* Start *

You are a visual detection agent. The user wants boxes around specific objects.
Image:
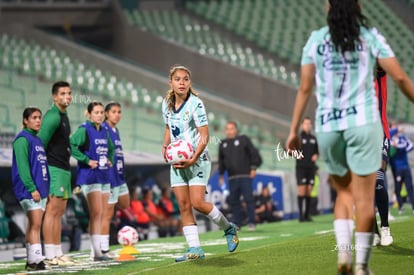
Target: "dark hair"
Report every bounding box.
[327,0,368,53]
[86,101,103,114]
[52,80,70,95]
[105,101,121,113]
[22,107,42,127]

* End *

• _What you have to do_
Retype these lines word for word, leaving out the pictures.

• _Finished exercise_
You are a visual detection agent. The user wants boxes around specific objects.
Image:
Target: "dark hair"
Report every bounding box.
[327,0,368,53]
[86,101,103,114]
[52,80,70,95]
[105,101,121,113]
[22,107,42,127]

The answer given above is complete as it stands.